Region labeling records
--------------------------------
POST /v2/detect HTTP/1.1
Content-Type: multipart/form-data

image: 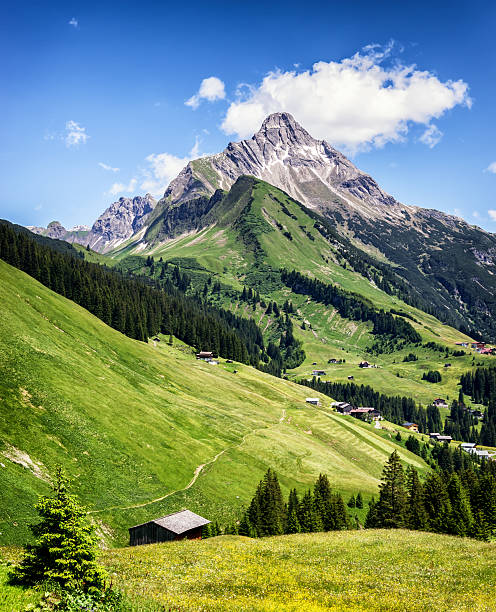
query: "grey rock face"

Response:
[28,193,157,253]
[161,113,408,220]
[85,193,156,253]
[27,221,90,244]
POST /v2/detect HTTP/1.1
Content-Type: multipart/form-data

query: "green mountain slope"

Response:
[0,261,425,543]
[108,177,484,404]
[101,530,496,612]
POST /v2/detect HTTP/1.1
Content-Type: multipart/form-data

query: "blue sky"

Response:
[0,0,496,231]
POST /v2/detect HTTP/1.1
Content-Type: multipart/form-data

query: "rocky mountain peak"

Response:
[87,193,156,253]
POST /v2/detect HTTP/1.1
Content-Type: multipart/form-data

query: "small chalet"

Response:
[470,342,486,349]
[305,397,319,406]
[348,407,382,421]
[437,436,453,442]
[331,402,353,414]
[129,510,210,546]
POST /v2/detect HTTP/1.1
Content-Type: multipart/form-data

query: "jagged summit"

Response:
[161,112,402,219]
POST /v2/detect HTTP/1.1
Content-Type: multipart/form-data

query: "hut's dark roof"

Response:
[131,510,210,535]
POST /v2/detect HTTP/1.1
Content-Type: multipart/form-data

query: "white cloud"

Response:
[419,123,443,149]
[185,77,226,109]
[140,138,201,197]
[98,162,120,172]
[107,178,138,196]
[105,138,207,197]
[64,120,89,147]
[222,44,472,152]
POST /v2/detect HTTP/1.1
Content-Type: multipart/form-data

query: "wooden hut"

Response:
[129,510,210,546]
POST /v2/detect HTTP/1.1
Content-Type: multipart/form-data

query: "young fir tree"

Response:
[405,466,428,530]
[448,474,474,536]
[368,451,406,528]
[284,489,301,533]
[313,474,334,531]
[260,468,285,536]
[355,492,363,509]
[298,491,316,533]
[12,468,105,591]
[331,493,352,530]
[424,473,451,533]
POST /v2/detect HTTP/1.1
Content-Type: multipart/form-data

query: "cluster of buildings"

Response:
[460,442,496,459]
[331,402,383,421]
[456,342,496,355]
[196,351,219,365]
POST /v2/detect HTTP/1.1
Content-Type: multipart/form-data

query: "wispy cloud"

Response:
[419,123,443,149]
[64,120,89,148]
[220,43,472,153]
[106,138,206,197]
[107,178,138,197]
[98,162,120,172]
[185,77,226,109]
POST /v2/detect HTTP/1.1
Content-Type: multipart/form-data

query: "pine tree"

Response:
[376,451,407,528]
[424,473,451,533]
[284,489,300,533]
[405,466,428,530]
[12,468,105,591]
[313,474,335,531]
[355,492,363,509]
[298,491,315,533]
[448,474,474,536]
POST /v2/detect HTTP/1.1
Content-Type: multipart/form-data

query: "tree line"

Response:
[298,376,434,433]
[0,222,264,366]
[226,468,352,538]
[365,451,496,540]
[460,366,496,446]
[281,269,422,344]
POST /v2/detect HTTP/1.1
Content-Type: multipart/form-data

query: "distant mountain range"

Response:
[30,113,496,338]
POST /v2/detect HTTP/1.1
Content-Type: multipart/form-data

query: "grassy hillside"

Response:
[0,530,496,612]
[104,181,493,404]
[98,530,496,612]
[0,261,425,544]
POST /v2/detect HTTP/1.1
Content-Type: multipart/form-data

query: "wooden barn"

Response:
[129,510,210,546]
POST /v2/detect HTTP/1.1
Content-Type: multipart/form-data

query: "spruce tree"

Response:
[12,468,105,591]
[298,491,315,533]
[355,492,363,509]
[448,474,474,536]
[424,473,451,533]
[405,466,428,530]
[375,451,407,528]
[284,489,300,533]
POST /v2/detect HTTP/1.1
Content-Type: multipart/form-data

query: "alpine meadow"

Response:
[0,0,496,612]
--------------------------------
Convert every line of the records above into a JSON list of strings, one string per line, omitting blank lines. Leave the pictures out of the answer.

[
  "POST /v2/detect HTTP/1.1",
  "Content-Type: multipart/form-data",
  "image: ",
  "query: \"grey rock face\"",
  "Response:",
  "[28,193,157,253]",
  "[161,113,408,220]",
  "[85,193,156,253]",
  "[27,221,90,244]",
  "POST /v2/detect HTTP/1.1",
  "Content-Type: multipart/form-data",
  "query: \"green mountain slope\"",
  "Response:",
  "[0,261,425,543]",
  "[108,177,484,404]",
  "[101,530,496,612]",
  "POST /v2/detect HTTP/1.1",
  "Content-Type: multipart/form-data",
  "query: \"blue sky\"",
  "Response:",
  "[0,0,496,231]",
  "POST /v2/detect HTTP/1.1",
  "Content-Type: multipart/form-data",
  "query: \"rocky mountain peak\"",
  "Response:",
  "[87,193,156,253]",
  "POST /v2/detect HTTP/1.1",
  "Content-Type: multipart/form-data",
  "query: \"small chalet\"",
  "Response:",
  "[470,342,486,349]",
  "[305,397,319,406]",
  "[348,407,382,421]",
  "[437,436,453,442]",
  "[331,402,353,414]",
  "[129,510,210,546]",
  "POST /v2/detect HTTP/1.1",
  "Content-Type: multipart/form-data",
  "query: \"jagged summit\"",
  "Response:",
  "[161,112,402,219]",
  "POST /v2/detect HTTP/1.1",
  "Content-Type: multipart/form-data",
  "query: \"hut's dark roof\"",
  "Response:",
  "[131,510,210,535]",
  "POST /v2/detect HTTP/1.1",
  "Content-Type: multipart/form-data",
  "query: \"white cloud\"",
  "Response:",
  "[419,123,443,149]",
  "[185,77,226,109]",
  "[140,138,201,197]",
  "[98,162,120,172]",
  "[107,178,138,196]",
  "[105,138,207,197]",
  "[64,120,89,147]",
  "[222,44,472,152]",
  "POST /v2/detect HTTP/1.1",
  "Content-Type: multipart/form-data",
  "query: \"wooden hut\"",
  "Response:",
  "[129,510,210,546]",
  "POST /v2/detect HTTP/1.1",
  "Content-Type: multipart/form-data",
  "query: \"young fir tree\"",
  "Response:",
  "[405,466,428,530]",
  "[448,474,474,536]",
  "[368,451,406,528]",
  "[284,489,301,533]",
  "[313,474,334,531]",
  "[260,468,285,536]",
  "[355,492,363,509]",
  "[298,491,316,533]",
  "[12,468,105,591]",
  "[331,493,352,530]",
  "[424,473,451,533]",
  "POST /v2/detect HTTP/1.1",
  "Content-Type: multipart/form-data",
  "query: \"cluster of buildings\"",
  "Response:",
  "[460,442,496,459]",
  "[331,402,383,421]",
  "[456,342,496,355]",
  "[196,351,219,365]",
  "POST /v2/detect HTTP/1.1",
  "Content-Type: multipart/form-data",
  "query: \"wispy cloud\"",
  "Response:",
  "[419,123,443,149]",
  "[64,120,89,148]",
  "[220,43,472,153]",
  "[106,138,206,197]",
  "[107,178,138,197]",
  "[98,162,120,172]",
  "[185,77,226,109]",
  "POST /v2/detect HTTP/1.1",
  "Content-Type: multipart/form-data",
  "query: \"pine tree\"",
  "Response:",
  "[376,451,407,528]",
  "[424,473,451,533]",
  "[284,489,300,533]",
  "[405,466,428,530]",
  "[12,468,105,591]",
  "[313,474,335,531]",
  "[355,492,363,509]",
  "[298,491,315,533]",
  "[448,474,474,536]",
  "POST /v2/detect HTTP/1.1",
  "Content-Type: multipart/form-data",
  "query: \"tree line\"",
  "Response:",
  "[298,376,434,433]",
  "[0,222,264,366]",
  "[226,468,352,538]",
  "[365,451,496,540]",
  "[460,366,496,446]",
  "[281,269,422,344]",
  "POST /v2/detect HTTP/1.1",
  "Content-Type: multipart/form-data",
  "query: \"distant mountain range\"",
  "Response:",
  "[30,113,496,338]",
  "POST /v2/detect HTTP/1.1",
  "Content-Type: multipart/form-data",
  "query: \"grassy hillside\"",
  "Response:",
  "[0,530,496,612]",
  "[104,181,493,404]",
  "[98,530,496,612]",
  "[0,261,425,544]",
  "POST /v2/detect HTTP/1.1",
  "Content-Type: multipart/form-data",
  "query: \"wooden barn\"",
  "Response:",
  "[129,510,210,546]",
  "POST /v2/detect HTTP/1.1",
  "Content-Type: multipart/form-data",
  "query: \"spruce tree\"",
  "Response:",
  "[12,468,105,591]",
  "[298,491,315,533]",
  "[355,492,363,509]",
  "[448,474,474,536]",
  "[424,473,451,533]",
  "[405,466,428,530]",
  "[375,451,407,528]",
  "[284,489,300,533]",
  "POST /v2/detect HTTP/1.1",
  "Content-Type: multipart/form-data",
  "query: \"alpine meadow\"",
  "Response:",
  "[0,0,496,612]"
]